Rows from a dataset
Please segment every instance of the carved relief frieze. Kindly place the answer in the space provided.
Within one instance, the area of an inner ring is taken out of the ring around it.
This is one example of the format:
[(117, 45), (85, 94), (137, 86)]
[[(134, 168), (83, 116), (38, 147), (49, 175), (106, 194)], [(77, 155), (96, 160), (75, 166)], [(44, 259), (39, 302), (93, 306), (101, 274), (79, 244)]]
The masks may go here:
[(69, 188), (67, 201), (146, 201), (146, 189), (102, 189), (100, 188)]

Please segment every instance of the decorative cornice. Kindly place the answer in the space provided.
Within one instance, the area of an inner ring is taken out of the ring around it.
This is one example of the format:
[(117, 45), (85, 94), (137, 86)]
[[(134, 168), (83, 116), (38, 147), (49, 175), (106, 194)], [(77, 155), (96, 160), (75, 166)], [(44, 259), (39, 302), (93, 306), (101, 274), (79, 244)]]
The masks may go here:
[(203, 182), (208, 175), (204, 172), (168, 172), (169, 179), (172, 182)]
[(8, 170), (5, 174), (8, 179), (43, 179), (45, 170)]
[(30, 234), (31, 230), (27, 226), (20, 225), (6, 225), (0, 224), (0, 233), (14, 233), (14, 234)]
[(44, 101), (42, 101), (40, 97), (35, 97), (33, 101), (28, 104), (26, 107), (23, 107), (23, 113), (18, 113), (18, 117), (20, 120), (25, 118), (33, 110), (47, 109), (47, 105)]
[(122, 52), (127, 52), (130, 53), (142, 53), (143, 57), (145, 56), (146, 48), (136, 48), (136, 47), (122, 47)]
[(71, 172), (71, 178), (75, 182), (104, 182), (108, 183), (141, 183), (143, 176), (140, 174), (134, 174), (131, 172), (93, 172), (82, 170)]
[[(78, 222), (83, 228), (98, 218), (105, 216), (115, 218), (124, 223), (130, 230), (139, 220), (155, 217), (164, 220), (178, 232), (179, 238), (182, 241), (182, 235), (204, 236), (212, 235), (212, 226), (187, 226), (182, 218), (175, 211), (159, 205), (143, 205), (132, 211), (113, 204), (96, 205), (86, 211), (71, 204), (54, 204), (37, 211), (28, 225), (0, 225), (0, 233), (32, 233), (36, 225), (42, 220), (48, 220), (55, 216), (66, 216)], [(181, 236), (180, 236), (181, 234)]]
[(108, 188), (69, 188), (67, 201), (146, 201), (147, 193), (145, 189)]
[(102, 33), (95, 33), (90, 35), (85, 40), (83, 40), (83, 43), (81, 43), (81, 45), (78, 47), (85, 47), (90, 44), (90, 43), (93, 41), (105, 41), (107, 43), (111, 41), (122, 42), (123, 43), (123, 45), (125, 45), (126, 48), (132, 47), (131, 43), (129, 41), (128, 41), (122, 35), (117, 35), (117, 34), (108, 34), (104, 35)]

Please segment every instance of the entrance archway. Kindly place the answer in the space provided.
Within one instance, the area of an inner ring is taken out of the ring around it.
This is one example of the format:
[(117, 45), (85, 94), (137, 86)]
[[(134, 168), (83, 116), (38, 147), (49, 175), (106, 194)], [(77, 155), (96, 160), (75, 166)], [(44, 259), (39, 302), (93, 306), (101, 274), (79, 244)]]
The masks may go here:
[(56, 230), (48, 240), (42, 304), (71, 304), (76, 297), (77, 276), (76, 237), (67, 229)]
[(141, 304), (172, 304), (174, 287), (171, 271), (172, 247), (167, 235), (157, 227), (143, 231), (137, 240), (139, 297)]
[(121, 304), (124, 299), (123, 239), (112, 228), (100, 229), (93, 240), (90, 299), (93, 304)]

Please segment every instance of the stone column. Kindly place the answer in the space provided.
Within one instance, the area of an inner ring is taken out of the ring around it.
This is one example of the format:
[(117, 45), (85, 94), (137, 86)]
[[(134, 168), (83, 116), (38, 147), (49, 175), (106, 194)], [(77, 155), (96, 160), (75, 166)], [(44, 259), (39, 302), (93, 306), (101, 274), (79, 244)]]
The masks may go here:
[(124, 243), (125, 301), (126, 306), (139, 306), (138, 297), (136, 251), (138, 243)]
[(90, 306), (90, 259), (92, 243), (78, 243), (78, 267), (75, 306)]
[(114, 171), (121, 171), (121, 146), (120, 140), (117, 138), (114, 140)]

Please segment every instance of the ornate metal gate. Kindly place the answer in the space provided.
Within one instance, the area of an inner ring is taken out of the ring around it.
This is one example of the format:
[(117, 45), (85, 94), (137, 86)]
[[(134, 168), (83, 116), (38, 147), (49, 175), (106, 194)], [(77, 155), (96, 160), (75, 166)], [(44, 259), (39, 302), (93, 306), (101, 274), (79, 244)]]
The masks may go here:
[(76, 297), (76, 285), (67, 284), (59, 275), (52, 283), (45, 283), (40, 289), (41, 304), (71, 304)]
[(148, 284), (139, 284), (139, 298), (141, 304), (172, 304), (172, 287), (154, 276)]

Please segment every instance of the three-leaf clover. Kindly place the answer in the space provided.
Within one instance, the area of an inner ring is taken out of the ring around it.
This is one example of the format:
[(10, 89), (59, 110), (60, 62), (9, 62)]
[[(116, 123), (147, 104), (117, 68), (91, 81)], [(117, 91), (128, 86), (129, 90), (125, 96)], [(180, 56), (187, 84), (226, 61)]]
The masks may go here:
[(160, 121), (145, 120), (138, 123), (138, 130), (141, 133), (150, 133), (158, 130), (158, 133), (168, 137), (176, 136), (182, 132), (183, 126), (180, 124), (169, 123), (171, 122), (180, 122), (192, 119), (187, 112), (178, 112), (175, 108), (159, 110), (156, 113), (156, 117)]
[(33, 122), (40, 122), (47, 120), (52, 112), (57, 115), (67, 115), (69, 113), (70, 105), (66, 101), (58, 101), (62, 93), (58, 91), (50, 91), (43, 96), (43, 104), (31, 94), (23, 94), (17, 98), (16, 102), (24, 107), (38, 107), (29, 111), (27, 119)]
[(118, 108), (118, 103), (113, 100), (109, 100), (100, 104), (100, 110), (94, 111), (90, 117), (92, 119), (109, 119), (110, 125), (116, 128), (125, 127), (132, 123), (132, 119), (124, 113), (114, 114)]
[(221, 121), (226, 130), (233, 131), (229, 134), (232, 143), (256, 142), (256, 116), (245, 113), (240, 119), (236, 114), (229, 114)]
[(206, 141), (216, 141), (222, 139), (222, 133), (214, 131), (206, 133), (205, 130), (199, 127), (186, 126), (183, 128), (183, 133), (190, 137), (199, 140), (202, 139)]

==

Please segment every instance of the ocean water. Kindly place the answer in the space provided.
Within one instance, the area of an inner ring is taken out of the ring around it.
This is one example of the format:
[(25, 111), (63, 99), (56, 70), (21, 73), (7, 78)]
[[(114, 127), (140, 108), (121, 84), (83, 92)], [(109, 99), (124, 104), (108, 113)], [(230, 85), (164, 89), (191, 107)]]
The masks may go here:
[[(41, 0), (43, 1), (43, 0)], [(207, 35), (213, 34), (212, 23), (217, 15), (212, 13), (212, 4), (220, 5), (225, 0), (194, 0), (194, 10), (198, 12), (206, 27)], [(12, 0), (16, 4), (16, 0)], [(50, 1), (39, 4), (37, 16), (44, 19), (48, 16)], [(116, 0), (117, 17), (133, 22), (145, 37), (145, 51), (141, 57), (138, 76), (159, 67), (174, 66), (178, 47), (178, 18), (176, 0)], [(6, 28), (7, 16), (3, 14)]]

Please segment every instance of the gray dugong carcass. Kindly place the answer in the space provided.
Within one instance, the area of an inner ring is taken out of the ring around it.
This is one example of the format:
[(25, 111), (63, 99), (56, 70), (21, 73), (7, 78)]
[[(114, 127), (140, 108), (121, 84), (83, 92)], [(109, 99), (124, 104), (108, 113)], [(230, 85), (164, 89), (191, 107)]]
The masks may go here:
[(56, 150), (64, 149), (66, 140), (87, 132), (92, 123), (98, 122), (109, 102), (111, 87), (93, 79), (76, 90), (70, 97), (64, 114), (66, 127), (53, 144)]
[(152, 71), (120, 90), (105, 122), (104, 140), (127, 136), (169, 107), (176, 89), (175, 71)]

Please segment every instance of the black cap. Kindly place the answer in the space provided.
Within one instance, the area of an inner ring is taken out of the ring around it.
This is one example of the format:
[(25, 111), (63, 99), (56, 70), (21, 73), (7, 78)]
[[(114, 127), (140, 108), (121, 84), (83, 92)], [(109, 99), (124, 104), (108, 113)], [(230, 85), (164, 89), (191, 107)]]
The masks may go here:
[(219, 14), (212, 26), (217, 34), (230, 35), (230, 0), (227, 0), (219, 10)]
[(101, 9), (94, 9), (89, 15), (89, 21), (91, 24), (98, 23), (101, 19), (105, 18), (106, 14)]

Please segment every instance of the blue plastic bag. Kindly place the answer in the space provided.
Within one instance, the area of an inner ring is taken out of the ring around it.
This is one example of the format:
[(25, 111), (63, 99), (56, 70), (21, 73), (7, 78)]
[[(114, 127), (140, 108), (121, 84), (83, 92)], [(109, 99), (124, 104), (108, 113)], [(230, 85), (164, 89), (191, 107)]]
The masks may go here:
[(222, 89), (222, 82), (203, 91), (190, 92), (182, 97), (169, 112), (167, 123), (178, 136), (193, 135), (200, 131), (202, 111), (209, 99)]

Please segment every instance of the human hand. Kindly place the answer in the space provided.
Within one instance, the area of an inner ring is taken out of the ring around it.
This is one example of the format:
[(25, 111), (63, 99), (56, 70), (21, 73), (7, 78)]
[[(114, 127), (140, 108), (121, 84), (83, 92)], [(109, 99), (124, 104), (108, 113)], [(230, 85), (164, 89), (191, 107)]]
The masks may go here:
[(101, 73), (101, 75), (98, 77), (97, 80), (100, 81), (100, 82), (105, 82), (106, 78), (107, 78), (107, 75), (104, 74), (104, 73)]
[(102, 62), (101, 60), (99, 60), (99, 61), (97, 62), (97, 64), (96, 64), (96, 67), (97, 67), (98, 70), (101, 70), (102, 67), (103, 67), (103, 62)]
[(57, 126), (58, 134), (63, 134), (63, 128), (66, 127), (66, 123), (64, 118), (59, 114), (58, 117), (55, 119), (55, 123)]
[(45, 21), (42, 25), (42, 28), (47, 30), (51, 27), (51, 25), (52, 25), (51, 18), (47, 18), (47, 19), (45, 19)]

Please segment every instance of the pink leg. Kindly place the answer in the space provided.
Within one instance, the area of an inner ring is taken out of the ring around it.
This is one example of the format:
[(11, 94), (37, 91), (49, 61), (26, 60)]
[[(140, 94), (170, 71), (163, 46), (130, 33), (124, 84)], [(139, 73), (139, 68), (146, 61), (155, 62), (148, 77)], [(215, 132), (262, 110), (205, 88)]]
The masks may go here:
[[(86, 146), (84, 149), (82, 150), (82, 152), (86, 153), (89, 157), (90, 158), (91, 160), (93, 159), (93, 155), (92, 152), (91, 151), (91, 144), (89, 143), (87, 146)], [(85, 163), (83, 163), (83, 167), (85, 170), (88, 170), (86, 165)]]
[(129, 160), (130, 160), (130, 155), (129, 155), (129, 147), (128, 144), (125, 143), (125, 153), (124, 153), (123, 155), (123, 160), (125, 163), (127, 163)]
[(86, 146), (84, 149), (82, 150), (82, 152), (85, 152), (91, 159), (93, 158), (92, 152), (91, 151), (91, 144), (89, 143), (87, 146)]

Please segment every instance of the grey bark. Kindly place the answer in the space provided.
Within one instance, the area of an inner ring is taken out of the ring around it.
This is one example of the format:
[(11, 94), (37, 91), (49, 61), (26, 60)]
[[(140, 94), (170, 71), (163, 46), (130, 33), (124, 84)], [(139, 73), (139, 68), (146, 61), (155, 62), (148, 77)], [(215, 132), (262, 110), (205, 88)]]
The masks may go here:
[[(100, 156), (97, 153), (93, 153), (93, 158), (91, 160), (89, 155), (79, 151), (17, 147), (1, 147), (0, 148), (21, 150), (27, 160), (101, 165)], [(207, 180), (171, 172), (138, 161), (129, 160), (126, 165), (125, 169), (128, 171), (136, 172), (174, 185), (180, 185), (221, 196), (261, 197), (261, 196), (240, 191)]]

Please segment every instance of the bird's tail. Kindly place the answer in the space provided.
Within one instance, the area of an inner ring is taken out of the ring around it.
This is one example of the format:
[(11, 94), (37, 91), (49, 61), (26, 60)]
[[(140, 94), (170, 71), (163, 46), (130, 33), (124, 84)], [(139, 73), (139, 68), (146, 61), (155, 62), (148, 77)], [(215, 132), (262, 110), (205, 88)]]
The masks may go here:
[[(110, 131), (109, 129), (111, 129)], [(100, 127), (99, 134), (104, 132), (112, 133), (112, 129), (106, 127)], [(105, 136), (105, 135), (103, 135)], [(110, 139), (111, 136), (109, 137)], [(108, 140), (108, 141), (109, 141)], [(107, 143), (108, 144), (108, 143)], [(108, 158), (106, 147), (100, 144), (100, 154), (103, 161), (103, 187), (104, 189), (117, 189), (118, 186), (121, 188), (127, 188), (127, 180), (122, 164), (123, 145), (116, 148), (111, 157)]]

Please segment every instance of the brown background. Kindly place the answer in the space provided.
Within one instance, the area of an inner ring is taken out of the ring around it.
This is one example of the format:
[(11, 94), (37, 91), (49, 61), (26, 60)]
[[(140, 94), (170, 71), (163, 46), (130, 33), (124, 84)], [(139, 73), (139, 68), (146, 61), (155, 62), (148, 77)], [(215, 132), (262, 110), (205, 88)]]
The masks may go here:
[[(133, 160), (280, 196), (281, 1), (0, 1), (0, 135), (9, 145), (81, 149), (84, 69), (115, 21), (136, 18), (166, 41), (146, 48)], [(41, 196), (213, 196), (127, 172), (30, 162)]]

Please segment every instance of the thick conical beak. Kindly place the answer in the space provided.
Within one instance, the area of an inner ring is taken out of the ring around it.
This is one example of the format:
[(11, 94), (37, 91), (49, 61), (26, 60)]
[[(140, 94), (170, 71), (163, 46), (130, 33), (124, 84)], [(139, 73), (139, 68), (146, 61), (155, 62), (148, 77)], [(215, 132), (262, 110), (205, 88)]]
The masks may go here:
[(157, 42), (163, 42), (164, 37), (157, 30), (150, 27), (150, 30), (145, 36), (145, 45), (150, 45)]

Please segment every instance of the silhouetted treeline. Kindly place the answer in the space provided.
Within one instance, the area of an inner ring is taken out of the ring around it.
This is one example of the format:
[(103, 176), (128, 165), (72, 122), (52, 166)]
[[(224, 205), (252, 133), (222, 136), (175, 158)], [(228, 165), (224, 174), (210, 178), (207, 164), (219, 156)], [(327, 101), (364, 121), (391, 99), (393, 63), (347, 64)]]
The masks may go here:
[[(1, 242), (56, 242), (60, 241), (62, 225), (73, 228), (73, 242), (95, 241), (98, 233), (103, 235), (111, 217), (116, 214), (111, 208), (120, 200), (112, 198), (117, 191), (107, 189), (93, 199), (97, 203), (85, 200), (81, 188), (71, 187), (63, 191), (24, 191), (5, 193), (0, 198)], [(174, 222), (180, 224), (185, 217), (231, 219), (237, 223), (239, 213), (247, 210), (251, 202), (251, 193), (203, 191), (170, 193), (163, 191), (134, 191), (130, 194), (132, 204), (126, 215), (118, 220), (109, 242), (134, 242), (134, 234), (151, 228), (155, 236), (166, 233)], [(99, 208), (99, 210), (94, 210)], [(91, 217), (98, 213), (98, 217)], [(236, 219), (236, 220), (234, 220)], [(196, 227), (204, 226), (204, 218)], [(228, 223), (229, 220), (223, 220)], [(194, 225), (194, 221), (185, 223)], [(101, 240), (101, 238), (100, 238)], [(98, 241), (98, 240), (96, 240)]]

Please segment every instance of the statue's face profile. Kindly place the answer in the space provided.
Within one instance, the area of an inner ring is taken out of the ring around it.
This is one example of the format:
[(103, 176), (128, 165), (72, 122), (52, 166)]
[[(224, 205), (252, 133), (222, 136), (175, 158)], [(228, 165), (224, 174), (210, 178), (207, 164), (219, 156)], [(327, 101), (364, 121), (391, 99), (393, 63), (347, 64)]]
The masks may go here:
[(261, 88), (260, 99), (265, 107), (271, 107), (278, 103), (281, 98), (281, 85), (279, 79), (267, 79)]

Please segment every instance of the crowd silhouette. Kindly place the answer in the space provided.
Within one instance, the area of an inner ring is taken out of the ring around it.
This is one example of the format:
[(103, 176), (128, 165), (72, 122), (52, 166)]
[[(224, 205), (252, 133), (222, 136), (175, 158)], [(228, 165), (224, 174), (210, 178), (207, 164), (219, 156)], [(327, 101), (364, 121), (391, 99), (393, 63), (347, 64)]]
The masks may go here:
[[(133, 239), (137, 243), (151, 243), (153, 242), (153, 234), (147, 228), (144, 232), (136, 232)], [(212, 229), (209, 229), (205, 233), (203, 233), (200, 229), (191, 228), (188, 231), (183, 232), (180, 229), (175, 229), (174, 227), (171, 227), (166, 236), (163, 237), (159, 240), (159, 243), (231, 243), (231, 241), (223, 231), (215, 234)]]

> [Problem details]:
Report every line in the rows above that contains the word "hand", copying each such line in full.

> [Final answer]:
Please segment every instance of the human hand. Kindly place the answer in the space provided.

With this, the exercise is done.